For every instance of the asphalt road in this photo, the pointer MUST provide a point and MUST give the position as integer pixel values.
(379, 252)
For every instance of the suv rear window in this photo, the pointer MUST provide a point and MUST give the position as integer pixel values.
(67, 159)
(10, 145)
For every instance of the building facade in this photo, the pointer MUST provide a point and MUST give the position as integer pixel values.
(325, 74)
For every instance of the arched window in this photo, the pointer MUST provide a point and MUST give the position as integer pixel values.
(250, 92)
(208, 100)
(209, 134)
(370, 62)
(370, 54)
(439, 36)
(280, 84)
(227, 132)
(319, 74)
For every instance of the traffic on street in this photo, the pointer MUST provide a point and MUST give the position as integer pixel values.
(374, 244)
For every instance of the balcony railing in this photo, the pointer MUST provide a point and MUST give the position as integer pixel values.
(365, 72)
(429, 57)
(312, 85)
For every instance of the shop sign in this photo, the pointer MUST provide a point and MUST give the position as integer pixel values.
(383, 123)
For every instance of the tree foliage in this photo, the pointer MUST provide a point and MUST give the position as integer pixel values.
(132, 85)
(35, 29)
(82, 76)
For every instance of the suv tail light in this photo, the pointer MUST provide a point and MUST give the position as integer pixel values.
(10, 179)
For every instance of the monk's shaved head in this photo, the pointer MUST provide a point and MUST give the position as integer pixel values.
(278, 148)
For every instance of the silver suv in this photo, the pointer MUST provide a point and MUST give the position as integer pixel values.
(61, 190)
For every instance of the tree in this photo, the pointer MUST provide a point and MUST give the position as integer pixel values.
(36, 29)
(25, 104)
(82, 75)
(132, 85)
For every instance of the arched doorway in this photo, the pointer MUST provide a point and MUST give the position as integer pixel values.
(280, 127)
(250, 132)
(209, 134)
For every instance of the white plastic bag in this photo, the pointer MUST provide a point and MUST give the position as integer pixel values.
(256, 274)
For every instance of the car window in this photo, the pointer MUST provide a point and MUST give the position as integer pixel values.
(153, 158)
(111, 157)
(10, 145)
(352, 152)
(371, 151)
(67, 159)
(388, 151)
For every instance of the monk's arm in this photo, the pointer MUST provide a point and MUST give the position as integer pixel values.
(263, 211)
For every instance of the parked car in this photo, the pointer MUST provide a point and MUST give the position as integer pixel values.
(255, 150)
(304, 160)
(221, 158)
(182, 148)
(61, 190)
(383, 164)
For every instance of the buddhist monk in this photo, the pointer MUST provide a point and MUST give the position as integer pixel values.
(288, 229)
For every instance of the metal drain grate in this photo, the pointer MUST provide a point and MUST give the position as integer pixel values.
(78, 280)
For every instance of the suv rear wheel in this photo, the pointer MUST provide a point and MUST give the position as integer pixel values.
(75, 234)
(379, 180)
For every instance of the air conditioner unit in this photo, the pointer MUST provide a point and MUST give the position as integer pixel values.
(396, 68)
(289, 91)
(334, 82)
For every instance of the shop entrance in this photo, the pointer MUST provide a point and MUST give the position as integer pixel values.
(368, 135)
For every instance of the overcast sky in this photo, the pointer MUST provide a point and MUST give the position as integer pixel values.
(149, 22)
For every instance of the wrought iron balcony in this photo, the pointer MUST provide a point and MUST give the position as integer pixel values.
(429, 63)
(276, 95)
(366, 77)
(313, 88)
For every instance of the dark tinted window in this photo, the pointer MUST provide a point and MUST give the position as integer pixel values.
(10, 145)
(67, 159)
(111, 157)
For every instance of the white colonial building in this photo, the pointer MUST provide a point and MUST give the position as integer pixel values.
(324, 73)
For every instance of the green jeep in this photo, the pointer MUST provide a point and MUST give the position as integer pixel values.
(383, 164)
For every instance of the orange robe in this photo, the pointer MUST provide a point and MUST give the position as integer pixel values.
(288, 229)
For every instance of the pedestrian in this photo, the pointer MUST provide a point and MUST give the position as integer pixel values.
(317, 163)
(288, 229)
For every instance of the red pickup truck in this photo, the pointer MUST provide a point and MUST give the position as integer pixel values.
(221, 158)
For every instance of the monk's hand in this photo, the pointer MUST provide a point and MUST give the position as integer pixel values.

+ + + + + + +

**Given problem**:
Starting at the line that contains "For every instance of the pedestrian" and stopping at the end of the records, write those lines out again with "red pickup truck" changed to "white pickup truck" and nothing else altered.

**Solution for this task**:
For every instance of the pedestrian in this photo, the pointer MUST provide a point and MUST give the position as integer pixel values.
(317, 163)
(288, 229)
For every instance of the white pickup truck in this photo, the pointer MUST provide a point and MUST give the position as integer pixel values.
(221, 158)
For every instance of the monk's hand in this photo, the pointer MUST provide a point and MUST give the position as integer pixel values.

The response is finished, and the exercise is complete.